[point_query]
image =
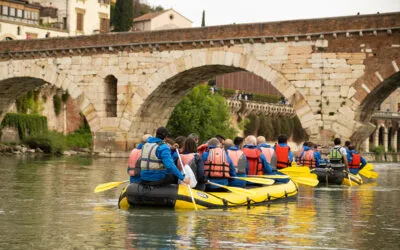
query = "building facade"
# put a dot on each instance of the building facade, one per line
(42, 18)
(163, 20)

#####

Rewrite the listing with "building facade" swapped for "house front" everywhere it occurs, leaving everything else unchanged. Omit the pictures from your answer.

[point_query]
image =
query = "house front"
# put a dot on each instance of the house front, one per line
(42, 18)
(163, 20)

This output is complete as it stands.